## TASK SET
**A.** In the Wilderness essay, on what date did the writer come face-to-face with the Tubbs Fire?
**B.** Pick up the Wilderness essay after its last sentence and continue writing it.

## EXCERPT TO READ
*** Begin section ***

JP Grasser


[Wilderness]

[Wilderness] first germinated two years ago. At the time, it was the mere seed of an idea about the human ego and its role in Global Warming. I spent my free time hiking the California hills, and as I did I thought a lot about webs and hierarchies, anthropocentricism and species identity. I worried about the unforeseen effects of social media and technology on the ego. For a while, I carried around a scrap of paper on which I’d scrawled a phrase from Claude Lèvi-Strauss, “Animals are to good to think with.” I worried about all the animals we poets have used as vehicles and mere vessels of thought. I buried the scrap of paper in my garden.

The ground was drought-fissured and the grasses were waiting tinder. A few nights, earthquakes rattled me awake. I loved the smallness they shook into me. I began to conceive of something I called the Wilderness Lyric. I wanted a poetics of loneliness, of kenosis, of evacuated subjectivity—something that might help to recalibrate humanity’s relationship with the environment. Something to get our egos in check. On Oct. 9, 2017, I came face-to-face with the Tubbs Fire in Sonoma County. In hindsight, I should’ve been terrified, but the ruling emotion was instead repulsion: the highway was gridlocked with awestruck motorists, phones in hand, snapping pictures.

I wanted a poetics that renounced both the Wonder of Nature Poetry and the didacticism of Ecopoetry. Can there be Wonder, in an age of mass extinction? I didn’t want to read more poems marveling at pyrophytic trees and their genius, fire-loving pinecones. Both Wonder and moralism felt like offshoots of the root problem—the promotion of humanity within our collective imagination and the ensuing demotion of other species, a reinforcement of hierarchy. As for moral instruction, the deciduous question was: Who am I to argue for the ethics of environmentalism, for any ethics, when the human ego got us here to begin with? Let the rabbits solve it, I thought. Someone give the gavel to the octopodes. Why can’t the chickadees be in charge?

*** End section ***

## DATASET
*** Begin section ***

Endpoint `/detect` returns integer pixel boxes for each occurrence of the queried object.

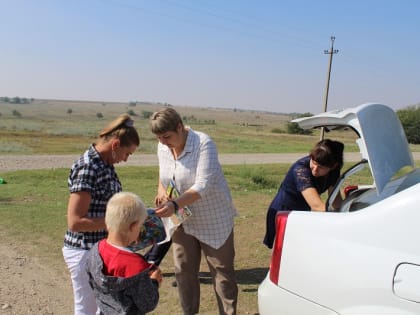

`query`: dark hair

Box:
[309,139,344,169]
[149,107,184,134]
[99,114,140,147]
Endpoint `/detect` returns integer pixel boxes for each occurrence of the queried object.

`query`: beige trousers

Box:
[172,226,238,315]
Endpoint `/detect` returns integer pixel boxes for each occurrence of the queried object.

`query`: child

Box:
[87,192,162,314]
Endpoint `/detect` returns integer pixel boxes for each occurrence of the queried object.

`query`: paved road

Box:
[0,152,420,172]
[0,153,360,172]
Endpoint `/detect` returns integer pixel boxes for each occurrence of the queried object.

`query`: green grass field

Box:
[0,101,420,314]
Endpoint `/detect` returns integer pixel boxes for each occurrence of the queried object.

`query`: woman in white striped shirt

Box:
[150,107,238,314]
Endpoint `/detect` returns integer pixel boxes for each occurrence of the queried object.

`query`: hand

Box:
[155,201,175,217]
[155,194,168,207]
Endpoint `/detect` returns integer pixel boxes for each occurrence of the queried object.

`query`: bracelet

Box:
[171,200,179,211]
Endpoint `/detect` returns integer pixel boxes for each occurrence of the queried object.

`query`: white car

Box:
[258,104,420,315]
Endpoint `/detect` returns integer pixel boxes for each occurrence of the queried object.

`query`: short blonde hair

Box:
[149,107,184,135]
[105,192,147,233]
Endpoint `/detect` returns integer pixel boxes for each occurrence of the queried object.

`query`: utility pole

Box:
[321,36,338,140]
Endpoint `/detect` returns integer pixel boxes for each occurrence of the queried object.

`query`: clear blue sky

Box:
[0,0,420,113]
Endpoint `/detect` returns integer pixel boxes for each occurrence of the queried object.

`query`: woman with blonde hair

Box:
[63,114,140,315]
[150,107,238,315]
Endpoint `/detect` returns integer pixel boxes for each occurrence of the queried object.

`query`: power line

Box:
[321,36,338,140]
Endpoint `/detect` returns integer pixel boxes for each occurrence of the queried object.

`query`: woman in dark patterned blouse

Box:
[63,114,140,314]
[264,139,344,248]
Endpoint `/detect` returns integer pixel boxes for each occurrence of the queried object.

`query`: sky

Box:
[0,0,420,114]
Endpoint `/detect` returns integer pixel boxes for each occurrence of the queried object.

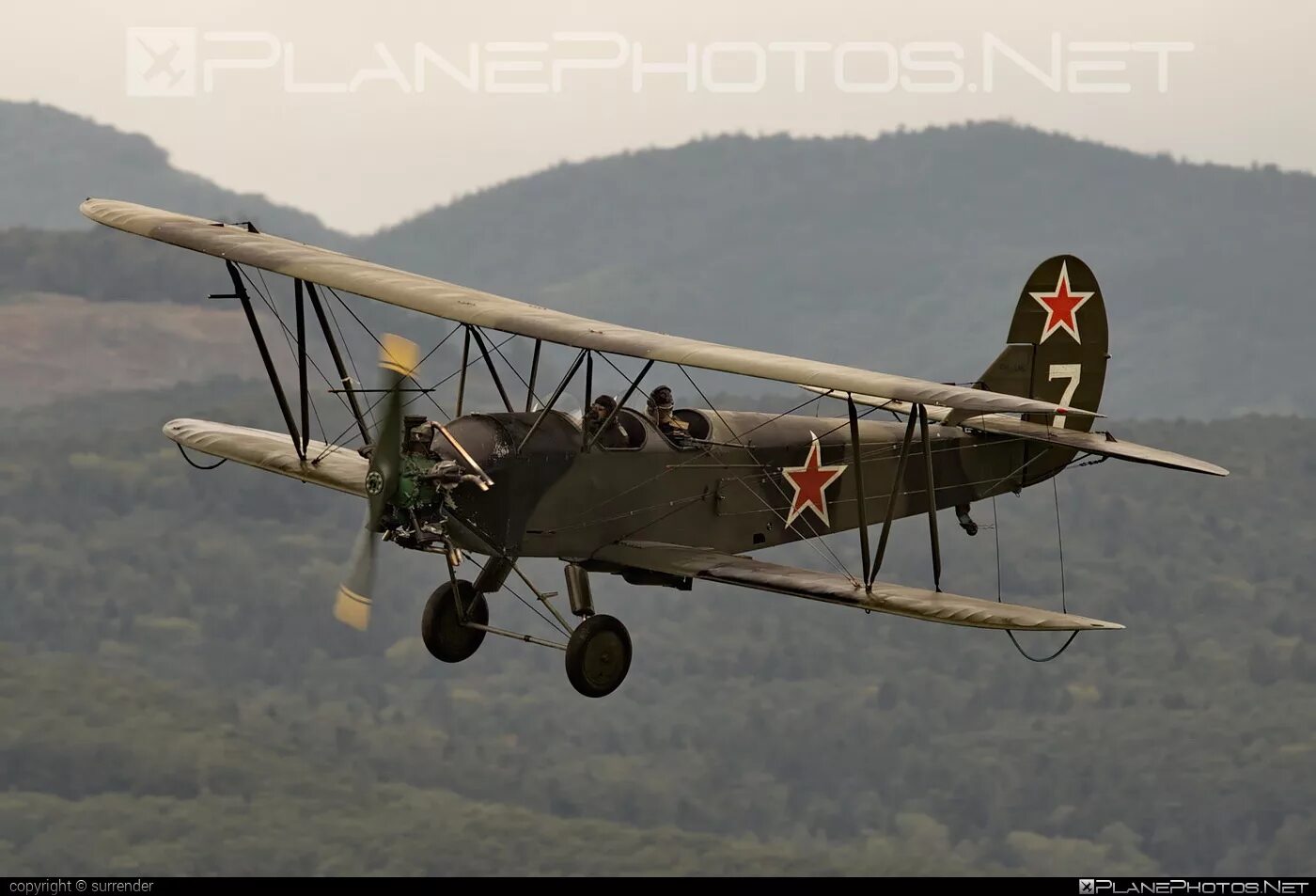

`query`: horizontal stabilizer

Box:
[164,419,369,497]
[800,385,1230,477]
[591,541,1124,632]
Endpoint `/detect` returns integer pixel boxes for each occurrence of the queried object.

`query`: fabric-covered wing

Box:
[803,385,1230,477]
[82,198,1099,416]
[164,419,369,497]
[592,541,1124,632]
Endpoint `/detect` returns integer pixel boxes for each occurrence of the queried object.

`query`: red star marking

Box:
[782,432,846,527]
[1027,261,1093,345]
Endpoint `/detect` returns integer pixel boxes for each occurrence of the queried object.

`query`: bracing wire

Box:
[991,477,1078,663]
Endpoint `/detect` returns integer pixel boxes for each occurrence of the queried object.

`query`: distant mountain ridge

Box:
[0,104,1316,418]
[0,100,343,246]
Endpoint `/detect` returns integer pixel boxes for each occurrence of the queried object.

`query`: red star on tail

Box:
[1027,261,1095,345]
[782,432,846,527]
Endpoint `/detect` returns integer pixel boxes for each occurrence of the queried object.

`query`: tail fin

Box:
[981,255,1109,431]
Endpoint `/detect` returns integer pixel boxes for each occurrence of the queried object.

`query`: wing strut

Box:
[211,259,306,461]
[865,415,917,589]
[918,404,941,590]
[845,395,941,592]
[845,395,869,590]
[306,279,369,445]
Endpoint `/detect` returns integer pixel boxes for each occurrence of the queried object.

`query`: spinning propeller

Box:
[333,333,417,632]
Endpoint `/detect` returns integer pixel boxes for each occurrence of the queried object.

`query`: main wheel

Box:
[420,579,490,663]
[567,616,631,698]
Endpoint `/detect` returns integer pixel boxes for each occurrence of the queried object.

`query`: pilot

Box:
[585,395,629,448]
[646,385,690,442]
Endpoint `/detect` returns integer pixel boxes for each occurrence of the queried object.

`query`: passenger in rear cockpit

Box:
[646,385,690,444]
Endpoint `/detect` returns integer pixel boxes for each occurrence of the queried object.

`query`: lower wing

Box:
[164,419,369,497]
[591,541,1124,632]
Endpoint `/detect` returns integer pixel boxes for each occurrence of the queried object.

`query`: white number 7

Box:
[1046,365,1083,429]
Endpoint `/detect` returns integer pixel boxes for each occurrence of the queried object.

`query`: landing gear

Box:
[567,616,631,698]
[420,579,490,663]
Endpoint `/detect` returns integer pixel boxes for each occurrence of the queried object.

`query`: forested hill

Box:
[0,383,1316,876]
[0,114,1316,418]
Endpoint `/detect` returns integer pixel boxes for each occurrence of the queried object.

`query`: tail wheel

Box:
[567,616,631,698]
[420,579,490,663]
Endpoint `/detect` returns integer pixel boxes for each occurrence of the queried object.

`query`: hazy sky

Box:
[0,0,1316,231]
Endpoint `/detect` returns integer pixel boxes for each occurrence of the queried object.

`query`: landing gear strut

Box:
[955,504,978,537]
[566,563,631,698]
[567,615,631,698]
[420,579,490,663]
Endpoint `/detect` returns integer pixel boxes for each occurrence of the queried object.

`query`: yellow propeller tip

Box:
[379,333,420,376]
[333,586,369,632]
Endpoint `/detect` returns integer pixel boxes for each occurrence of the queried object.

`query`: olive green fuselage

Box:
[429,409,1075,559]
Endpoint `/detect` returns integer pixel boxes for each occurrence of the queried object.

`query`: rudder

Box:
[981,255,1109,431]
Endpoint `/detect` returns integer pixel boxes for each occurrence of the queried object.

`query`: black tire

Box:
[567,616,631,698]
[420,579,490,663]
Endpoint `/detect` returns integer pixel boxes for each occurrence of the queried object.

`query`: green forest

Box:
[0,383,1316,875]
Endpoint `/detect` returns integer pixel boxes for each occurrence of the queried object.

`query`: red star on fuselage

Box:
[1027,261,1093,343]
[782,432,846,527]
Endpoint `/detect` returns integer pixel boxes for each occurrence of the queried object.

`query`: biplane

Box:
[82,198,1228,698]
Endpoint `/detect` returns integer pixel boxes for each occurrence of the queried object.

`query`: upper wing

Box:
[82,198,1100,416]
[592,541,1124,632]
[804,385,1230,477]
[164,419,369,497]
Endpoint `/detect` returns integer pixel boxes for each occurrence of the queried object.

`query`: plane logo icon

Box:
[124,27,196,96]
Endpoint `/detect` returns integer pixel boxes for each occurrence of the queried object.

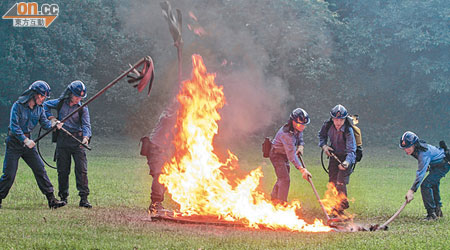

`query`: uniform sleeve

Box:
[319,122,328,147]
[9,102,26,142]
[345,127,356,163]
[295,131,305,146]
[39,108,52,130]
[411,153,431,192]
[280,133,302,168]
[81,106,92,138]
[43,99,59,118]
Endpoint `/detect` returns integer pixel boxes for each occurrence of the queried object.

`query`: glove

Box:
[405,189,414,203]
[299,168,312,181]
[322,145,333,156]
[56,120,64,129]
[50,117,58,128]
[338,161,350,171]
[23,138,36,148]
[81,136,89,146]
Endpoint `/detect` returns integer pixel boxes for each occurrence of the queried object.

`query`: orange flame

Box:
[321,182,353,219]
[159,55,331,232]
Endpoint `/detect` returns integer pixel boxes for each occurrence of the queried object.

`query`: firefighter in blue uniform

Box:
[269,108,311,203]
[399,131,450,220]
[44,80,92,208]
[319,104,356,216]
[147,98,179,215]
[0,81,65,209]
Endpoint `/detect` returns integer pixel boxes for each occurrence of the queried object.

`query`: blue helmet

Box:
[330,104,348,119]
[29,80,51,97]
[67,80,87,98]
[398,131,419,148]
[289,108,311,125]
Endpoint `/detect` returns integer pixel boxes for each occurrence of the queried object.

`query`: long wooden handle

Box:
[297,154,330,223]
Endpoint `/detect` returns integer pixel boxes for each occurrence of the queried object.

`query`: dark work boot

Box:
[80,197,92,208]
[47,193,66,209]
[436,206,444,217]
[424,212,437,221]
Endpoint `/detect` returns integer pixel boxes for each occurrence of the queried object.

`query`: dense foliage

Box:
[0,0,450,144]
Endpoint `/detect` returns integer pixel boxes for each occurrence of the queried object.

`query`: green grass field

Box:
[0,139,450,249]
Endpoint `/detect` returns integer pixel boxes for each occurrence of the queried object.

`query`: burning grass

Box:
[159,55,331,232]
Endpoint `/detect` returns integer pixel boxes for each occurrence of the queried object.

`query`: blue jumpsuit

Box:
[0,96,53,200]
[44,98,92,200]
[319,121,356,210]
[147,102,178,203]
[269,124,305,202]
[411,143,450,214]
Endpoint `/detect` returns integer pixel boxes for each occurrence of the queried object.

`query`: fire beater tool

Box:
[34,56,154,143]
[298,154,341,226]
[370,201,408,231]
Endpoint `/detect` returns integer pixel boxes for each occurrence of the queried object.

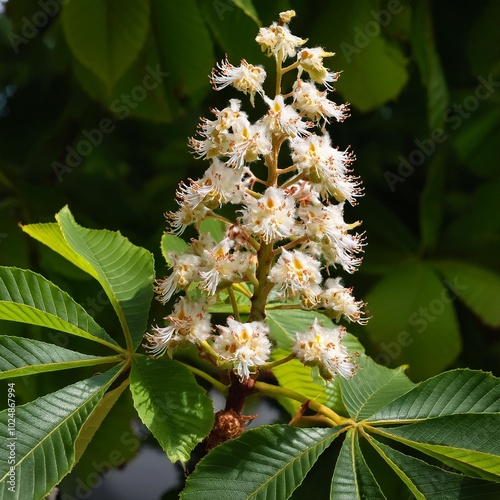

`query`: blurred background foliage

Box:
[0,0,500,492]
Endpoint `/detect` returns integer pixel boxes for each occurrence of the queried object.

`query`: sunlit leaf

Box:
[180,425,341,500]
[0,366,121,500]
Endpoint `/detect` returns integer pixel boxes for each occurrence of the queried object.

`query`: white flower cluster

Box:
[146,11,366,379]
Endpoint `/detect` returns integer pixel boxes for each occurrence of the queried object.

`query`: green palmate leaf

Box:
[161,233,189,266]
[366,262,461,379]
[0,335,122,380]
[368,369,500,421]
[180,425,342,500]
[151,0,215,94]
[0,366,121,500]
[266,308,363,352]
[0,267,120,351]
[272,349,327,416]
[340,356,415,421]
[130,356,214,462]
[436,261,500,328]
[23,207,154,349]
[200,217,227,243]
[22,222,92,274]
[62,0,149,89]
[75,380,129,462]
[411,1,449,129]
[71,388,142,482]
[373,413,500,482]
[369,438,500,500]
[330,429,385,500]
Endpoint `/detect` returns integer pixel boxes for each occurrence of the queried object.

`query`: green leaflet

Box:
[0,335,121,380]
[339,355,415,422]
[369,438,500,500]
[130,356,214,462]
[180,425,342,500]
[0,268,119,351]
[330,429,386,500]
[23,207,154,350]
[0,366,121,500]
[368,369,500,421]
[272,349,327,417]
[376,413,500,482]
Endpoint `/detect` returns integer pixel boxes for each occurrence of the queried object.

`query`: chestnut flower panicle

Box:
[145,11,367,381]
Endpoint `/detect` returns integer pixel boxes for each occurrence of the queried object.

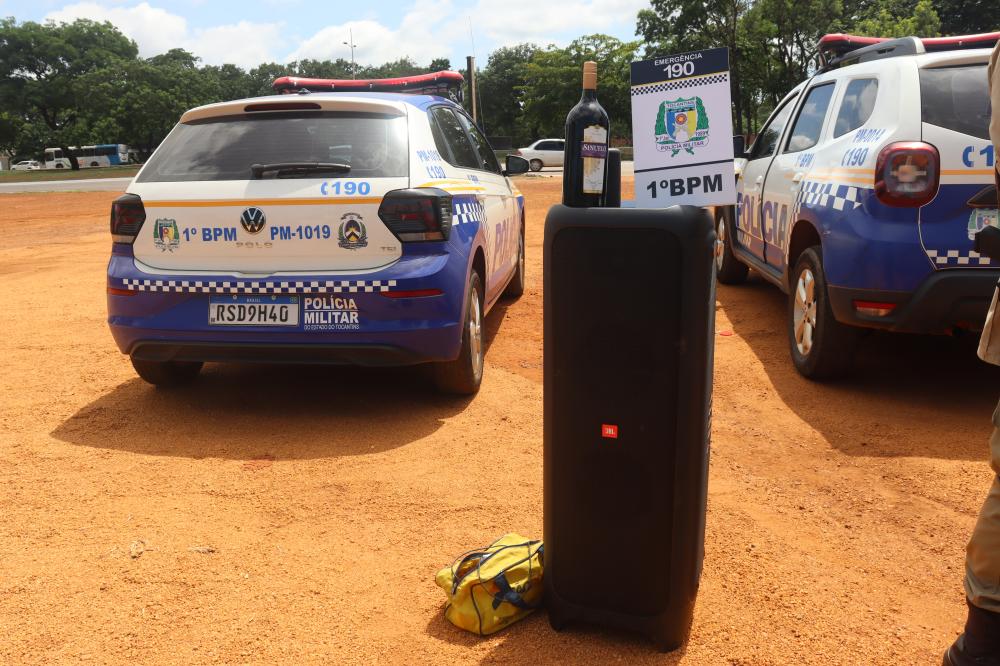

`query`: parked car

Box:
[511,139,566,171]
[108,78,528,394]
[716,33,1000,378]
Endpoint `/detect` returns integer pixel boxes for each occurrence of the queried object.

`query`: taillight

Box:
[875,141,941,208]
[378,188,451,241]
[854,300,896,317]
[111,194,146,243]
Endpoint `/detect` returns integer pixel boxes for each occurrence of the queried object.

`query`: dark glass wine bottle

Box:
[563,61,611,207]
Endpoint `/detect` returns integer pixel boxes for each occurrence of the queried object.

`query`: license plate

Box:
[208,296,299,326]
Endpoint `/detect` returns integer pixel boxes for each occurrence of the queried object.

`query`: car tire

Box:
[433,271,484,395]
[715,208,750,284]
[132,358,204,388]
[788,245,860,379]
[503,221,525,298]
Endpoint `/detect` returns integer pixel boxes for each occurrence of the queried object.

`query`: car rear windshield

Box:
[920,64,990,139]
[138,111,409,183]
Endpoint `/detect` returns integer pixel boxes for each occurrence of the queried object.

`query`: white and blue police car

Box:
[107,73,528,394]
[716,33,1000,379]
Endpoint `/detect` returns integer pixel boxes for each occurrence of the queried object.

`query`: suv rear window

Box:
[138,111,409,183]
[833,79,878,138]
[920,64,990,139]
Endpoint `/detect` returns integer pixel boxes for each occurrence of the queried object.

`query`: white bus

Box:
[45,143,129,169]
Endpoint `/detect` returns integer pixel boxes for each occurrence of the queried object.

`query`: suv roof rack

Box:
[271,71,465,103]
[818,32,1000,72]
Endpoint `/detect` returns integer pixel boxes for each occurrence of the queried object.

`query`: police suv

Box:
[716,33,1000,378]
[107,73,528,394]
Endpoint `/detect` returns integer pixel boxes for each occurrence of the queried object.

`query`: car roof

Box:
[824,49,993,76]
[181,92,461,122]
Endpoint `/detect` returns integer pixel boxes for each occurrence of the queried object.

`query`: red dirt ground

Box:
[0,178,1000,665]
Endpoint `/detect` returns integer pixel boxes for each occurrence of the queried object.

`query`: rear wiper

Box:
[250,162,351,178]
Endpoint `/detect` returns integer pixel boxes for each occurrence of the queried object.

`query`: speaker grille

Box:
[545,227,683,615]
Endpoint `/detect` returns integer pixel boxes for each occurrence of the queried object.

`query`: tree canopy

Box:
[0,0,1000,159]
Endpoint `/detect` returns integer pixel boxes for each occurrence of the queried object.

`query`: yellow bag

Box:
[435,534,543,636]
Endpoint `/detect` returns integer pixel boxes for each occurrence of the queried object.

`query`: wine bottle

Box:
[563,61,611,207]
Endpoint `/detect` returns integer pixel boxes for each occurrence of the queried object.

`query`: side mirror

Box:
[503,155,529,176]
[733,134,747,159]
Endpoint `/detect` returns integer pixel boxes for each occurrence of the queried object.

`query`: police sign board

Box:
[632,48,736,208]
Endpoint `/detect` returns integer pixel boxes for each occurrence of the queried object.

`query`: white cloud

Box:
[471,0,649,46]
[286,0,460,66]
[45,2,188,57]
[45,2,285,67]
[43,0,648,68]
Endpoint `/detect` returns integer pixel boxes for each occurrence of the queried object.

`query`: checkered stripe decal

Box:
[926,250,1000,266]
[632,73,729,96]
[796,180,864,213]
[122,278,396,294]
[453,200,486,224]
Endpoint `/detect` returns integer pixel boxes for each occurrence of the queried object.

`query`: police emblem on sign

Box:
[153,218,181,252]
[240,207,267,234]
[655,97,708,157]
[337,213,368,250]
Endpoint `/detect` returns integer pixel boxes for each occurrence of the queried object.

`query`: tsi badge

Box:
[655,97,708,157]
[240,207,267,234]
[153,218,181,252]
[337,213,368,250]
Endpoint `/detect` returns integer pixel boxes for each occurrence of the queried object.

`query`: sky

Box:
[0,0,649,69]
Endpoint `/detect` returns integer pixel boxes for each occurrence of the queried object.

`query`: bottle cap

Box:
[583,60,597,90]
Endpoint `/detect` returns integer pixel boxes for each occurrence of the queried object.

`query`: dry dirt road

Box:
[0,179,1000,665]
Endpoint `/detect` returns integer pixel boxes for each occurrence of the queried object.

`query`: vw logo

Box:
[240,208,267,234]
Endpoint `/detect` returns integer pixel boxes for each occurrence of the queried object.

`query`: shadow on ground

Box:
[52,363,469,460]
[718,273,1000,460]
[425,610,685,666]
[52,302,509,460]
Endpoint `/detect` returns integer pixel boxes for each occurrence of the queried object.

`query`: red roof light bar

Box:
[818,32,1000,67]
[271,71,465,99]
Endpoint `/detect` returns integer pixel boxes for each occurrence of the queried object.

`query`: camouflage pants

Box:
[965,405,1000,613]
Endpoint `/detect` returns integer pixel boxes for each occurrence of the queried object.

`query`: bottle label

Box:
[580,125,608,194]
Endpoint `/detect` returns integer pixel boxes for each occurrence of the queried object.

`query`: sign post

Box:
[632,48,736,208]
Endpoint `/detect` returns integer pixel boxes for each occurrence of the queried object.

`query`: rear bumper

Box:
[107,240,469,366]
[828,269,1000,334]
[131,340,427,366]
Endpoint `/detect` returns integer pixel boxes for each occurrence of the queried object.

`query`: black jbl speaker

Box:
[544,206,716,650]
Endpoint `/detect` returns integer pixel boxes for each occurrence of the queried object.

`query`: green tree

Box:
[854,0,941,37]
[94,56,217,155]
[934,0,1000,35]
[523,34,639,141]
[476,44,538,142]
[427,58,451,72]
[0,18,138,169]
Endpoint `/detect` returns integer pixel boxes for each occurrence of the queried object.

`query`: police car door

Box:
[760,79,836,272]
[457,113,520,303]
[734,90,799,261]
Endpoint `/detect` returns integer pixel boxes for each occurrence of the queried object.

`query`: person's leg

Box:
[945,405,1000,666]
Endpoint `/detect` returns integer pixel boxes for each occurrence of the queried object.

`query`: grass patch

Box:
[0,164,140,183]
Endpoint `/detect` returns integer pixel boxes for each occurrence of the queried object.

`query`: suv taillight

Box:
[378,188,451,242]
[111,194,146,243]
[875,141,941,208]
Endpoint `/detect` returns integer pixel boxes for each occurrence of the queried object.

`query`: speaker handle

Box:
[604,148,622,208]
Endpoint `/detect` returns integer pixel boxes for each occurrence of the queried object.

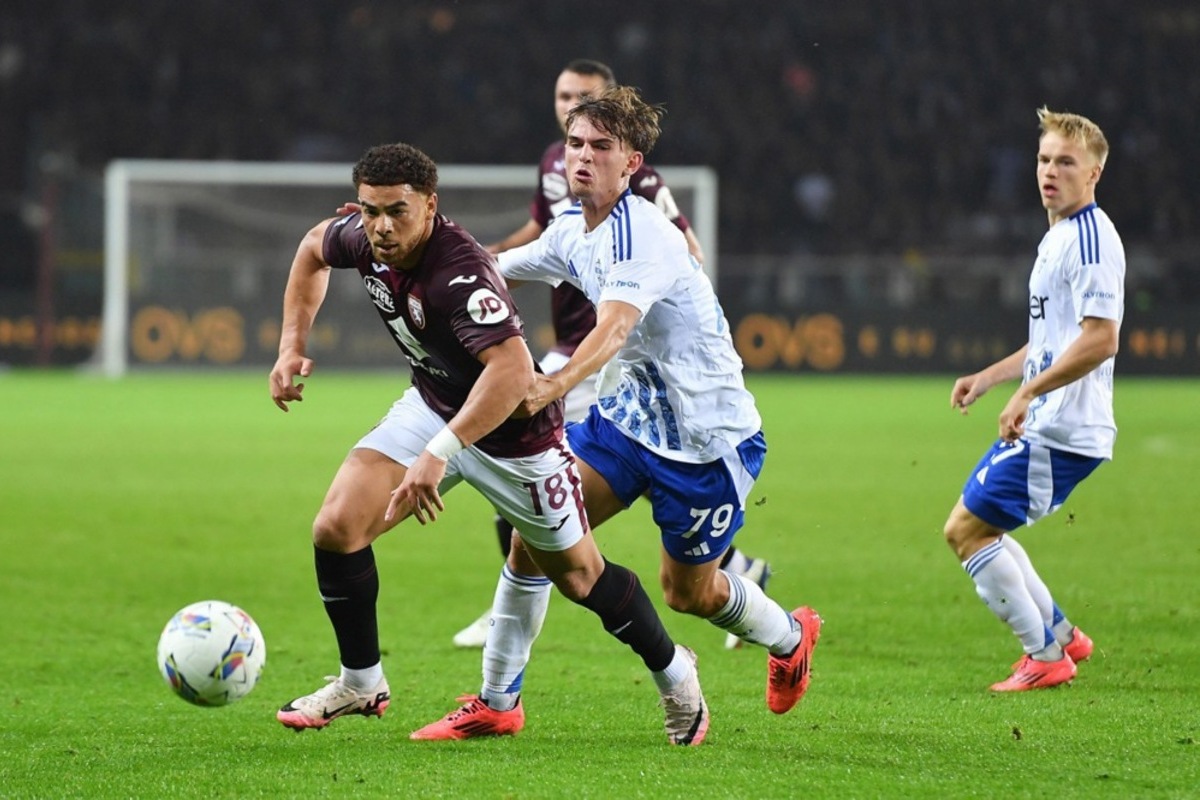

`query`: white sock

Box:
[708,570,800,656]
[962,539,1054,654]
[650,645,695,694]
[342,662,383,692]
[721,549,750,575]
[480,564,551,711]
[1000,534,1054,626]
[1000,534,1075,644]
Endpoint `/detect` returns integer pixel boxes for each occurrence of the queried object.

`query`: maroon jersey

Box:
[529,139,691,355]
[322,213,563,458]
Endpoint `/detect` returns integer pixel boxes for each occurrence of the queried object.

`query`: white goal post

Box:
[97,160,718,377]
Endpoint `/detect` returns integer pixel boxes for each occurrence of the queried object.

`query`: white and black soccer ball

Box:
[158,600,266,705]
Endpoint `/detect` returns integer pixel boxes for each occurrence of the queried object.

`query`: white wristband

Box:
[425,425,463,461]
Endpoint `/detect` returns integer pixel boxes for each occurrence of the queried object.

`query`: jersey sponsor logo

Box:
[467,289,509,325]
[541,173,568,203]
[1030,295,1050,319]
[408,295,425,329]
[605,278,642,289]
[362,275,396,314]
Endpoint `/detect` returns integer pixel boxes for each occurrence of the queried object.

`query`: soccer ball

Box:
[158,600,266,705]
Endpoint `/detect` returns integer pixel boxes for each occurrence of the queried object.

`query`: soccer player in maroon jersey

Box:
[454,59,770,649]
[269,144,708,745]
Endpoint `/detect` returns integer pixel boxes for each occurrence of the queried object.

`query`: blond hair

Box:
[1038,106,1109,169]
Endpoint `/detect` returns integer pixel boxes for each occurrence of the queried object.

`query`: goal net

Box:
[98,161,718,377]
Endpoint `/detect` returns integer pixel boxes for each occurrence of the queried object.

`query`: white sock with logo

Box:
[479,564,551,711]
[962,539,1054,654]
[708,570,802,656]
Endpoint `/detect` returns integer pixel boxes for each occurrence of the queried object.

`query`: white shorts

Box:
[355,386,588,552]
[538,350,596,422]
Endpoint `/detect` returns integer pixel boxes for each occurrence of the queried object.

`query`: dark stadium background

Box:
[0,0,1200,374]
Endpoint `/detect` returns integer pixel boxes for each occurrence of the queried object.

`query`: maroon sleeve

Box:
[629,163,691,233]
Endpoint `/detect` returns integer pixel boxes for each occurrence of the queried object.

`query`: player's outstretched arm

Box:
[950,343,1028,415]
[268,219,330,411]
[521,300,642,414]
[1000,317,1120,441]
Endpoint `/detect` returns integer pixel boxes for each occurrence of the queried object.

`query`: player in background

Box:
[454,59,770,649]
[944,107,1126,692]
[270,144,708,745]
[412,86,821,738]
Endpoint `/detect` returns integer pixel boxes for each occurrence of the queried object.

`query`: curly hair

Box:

*** End section ***

## OUTPUTS IN ORDER
**A.** Oct. 9, 2017.

**B.**
Which is to say, I wanted to stop being human. But I wanted keep on being, too. Something of a dilemma. Was the Wilderness Lyric different from the Pastoral? Yes, absolutely, I knew it was. Could I explain how and why? Not exactly. I knew that the husbandry and stewardship of the (Neo-)Pastoral didn’t matter here. In fact, it seemed like the Wilderness Lyric would actively distance itself from the cultivation of plants and animals, along with the pretense that human intervention and manipulation is, or even can be, benevolent. Was this tantamount to burying one’s head in the sand? Maybe. Was it akin to the Necropastoral? Sort of. It was atavistic, in flux, and more concerned with process—the movement of the mind, a methodology to lose the self—than product. And, like the Necropastoral, it wanted to retreat (quite impossibly) from constructed, anthropogenic systems like Identity, History, Politics, and Time. Past those boundaries, though, I hadn’t the slightest clue.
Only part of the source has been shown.